▸ Do this
Please give back only the lines of the listing from the line with "Each instance of the tree foliage" to the line with "[(751, 271), (323, 193)]", with "tree foliage" renamed to "leafy canopy" and everything else unchanged.

▸ Data lines

☆ ☆ ☆ ☆

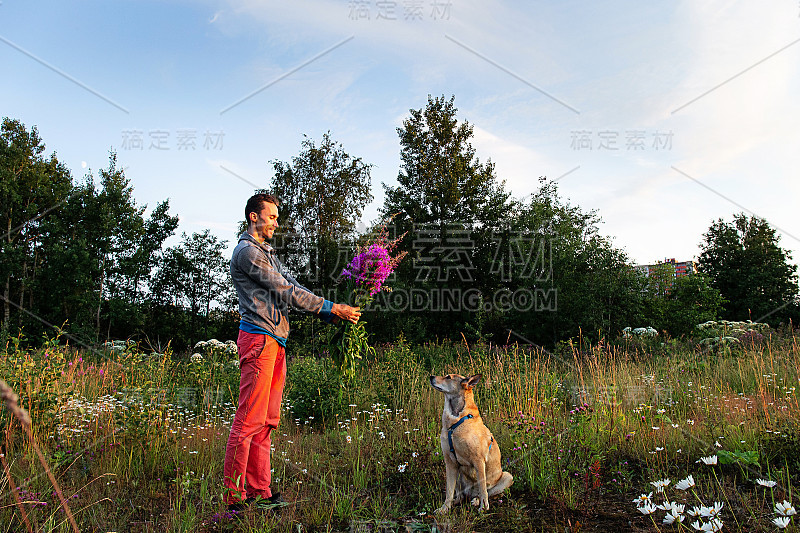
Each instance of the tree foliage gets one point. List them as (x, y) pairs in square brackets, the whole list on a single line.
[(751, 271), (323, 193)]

☆ ☆ ☆ ☆

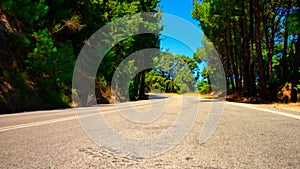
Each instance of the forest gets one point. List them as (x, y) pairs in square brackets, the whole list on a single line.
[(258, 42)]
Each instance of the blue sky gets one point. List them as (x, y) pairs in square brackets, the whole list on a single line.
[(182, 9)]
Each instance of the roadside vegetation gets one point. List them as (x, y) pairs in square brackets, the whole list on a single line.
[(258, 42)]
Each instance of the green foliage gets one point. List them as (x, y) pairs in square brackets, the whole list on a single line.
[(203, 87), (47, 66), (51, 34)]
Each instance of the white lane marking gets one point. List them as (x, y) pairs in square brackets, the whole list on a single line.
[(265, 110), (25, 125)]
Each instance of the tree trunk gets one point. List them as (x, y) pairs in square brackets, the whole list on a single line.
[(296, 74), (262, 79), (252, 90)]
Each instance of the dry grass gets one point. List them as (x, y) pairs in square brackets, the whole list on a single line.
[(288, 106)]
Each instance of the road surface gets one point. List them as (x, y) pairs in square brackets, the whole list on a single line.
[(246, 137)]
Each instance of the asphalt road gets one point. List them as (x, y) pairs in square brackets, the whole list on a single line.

☆ ☆ ☆ ☆

▸ Output below
Each instance of the leafy canopy gets one point. List them as (x, y) pairs in square brackets, the whole list on a single line.
[(751, 271), (323, 193)]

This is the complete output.